● **What the task requires**
Check every line below for the string "shorts", and copy the lines that contain it.

[Records for the task — start]

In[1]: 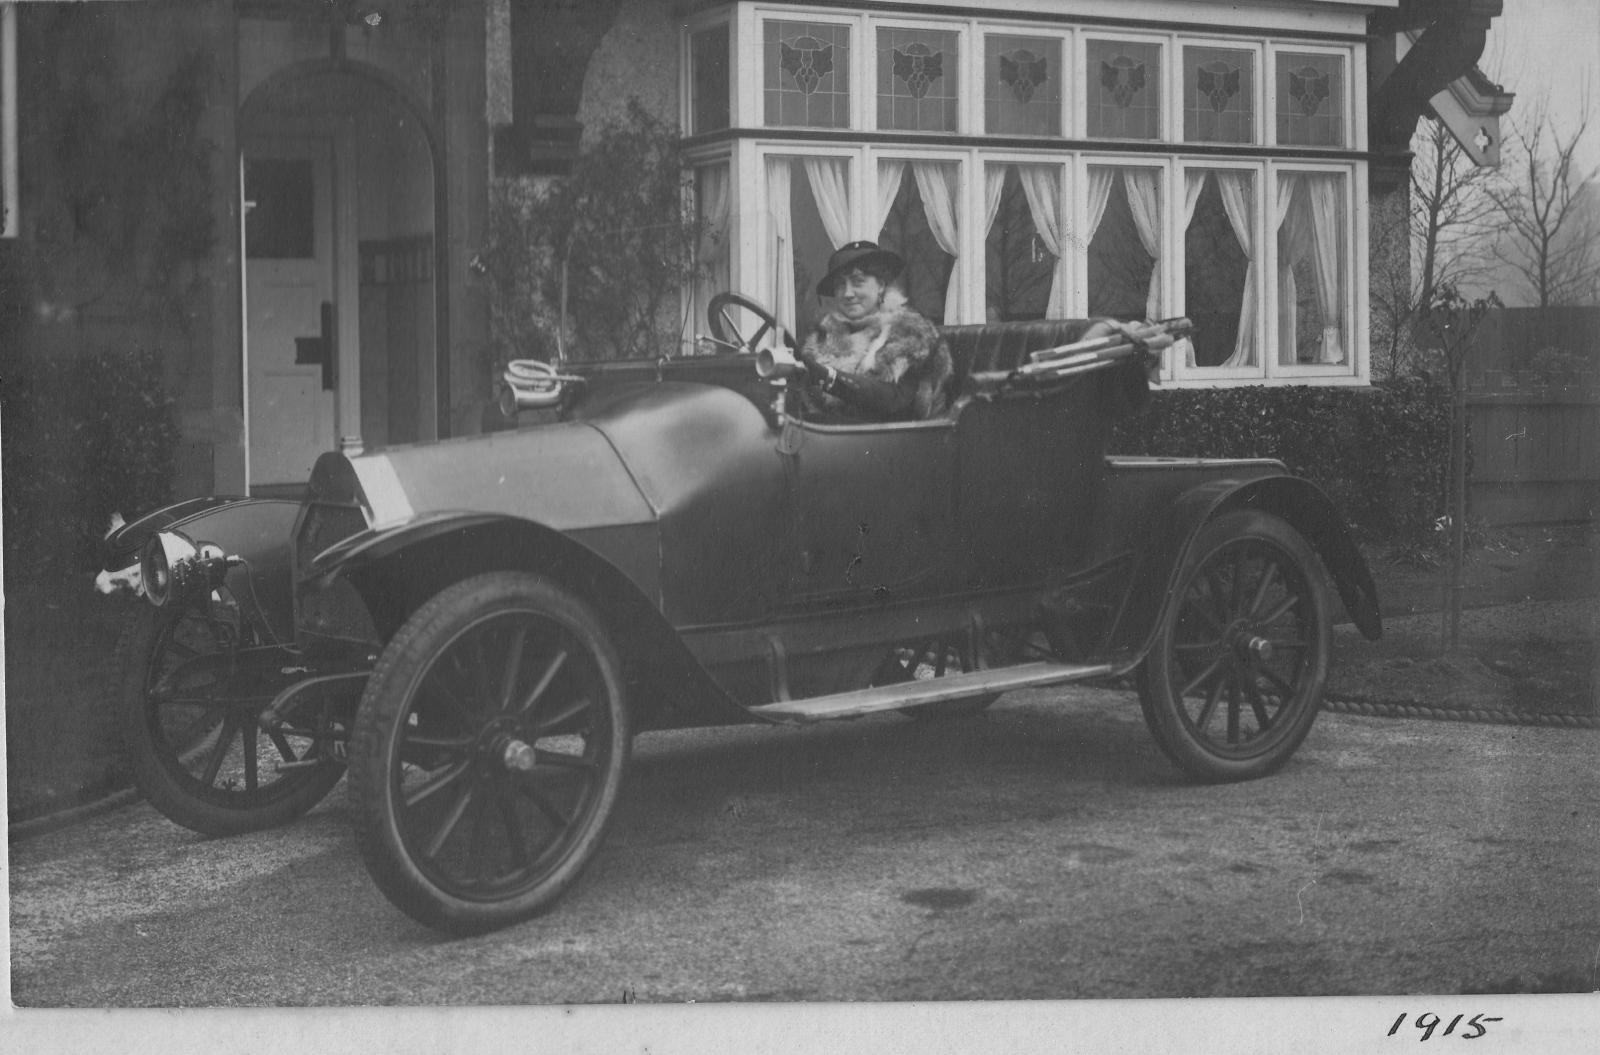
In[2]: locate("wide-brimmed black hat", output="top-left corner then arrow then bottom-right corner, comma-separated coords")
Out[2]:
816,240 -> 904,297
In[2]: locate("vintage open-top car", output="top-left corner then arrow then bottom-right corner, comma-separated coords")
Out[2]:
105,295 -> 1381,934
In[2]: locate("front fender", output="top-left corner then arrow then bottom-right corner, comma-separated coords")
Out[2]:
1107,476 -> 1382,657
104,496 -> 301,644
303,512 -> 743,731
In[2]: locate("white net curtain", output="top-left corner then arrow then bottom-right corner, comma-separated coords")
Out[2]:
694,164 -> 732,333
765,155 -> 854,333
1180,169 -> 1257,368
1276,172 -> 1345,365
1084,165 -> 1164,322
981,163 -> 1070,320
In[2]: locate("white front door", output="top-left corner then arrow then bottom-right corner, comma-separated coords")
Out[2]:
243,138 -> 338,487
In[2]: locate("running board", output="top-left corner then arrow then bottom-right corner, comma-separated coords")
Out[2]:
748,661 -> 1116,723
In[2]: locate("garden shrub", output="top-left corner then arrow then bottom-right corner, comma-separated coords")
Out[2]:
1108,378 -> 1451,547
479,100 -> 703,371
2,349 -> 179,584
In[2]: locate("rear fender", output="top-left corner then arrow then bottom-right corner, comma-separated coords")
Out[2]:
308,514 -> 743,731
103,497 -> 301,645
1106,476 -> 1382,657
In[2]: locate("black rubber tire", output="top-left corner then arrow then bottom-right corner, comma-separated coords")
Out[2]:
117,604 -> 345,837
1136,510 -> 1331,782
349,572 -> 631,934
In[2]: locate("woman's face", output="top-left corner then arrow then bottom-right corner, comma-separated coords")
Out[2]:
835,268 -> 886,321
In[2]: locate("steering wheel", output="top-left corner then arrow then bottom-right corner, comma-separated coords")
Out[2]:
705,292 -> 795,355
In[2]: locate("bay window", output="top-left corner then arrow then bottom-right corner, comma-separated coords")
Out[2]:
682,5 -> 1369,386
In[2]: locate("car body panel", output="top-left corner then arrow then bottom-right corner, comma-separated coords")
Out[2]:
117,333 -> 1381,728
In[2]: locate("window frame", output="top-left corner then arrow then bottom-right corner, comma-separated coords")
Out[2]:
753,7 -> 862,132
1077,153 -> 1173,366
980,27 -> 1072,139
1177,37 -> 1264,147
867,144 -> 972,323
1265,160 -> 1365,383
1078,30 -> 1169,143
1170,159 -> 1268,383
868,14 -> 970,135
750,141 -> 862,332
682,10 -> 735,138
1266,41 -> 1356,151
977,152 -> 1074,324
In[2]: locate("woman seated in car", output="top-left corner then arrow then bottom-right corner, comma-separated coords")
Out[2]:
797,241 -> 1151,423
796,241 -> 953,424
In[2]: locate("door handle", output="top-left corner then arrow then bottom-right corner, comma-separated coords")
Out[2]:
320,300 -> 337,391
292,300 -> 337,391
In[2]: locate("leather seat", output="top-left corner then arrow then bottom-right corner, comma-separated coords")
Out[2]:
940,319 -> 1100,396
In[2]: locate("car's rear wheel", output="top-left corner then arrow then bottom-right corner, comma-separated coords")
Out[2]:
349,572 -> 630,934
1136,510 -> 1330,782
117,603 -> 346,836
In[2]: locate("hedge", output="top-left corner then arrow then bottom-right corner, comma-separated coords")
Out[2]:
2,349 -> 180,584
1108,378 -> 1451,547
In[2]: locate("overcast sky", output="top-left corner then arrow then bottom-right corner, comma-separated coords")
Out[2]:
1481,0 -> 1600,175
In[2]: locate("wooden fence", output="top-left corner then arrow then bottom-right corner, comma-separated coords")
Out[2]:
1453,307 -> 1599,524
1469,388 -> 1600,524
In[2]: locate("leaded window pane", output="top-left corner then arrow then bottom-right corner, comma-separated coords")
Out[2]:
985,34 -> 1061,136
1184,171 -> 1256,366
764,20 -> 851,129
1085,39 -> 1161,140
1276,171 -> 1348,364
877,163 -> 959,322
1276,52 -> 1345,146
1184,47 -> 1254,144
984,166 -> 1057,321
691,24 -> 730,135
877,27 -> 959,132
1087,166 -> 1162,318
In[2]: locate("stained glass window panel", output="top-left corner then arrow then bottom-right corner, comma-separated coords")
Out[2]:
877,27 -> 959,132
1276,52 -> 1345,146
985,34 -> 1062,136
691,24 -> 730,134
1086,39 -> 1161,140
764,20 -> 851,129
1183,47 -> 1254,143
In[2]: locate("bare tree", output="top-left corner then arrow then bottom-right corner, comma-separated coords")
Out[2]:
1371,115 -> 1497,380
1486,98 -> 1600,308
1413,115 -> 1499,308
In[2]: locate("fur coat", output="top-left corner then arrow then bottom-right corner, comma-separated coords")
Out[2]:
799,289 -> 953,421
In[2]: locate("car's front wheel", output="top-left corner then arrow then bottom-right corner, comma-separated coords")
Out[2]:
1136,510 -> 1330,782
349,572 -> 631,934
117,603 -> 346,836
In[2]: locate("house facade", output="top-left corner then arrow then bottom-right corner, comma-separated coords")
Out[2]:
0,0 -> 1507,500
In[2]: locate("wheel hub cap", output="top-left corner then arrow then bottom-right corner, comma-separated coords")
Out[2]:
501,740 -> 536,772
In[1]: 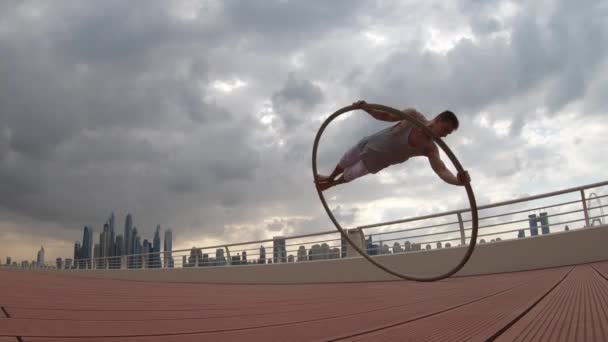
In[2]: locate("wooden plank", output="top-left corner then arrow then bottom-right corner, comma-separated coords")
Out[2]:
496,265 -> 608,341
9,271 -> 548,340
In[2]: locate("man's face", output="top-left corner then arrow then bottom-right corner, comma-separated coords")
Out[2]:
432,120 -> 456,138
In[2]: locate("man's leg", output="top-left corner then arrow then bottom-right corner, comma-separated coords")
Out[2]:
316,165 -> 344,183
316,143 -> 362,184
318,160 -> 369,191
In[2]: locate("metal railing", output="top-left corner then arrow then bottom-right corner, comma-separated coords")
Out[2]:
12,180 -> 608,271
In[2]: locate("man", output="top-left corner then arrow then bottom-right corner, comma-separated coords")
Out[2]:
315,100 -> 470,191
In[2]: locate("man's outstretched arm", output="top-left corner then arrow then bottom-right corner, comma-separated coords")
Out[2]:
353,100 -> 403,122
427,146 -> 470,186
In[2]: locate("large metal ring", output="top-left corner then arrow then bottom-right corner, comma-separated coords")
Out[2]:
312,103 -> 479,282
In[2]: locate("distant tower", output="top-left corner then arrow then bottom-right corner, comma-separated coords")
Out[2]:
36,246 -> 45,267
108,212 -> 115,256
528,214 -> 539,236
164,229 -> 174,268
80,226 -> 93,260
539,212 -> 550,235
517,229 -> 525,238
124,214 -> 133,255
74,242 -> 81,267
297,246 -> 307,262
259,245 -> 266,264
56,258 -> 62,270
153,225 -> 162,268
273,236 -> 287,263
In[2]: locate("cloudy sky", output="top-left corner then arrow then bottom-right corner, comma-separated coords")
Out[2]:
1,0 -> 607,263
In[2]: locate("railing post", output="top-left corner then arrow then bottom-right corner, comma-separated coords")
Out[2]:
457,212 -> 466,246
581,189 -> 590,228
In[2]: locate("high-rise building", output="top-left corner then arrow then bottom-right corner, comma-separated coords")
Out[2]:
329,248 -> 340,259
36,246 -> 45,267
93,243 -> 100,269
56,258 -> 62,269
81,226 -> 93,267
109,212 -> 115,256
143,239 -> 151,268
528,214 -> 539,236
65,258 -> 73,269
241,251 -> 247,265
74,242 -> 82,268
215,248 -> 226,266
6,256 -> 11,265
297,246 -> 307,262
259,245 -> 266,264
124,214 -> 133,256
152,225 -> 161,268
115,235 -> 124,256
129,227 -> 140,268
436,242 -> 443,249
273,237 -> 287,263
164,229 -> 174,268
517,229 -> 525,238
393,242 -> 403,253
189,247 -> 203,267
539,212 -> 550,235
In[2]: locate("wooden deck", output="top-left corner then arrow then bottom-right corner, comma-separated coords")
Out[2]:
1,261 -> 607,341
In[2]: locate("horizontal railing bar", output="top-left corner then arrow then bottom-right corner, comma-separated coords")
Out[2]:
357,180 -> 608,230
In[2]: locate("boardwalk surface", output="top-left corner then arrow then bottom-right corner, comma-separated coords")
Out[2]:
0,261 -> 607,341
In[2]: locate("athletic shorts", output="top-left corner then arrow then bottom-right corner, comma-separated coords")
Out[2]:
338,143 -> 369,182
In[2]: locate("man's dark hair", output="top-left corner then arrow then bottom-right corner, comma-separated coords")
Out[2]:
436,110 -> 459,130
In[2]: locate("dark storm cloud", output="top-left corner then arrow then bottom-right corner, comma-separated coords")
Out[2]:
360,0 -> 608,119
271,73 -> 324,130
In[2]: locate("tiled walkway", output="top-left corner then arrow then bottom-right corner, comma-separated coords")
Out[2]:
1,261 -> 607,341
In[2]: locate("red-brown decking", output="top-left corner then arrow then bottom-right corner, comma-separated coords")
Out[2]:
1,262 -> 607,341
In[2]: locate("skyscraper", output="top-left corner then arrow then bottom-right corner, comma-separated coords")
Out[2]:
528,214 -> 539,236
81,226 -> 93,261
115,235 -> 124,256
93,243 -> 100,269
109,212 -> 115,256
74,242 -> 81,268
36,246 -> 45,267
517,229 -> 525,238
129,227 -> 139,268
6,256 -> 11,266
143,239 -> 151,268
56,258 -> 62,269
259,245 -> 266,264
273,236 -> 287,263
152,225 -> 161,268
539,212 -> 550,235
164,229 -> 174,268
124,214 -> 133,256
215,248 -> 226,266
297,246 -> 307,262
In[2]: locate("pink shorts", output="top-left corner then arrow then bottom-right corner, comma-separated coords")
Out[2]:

[Records for the task — finish]

● **Output for this exercise**
In[2]: locate("athletic shorts", output="top-left corner then arrow then bottom-right corner, comma-separated coords")
In[2]: locate("pink shorts", output="top-left corner then arrow then bottom-right corner, comma-separated coords")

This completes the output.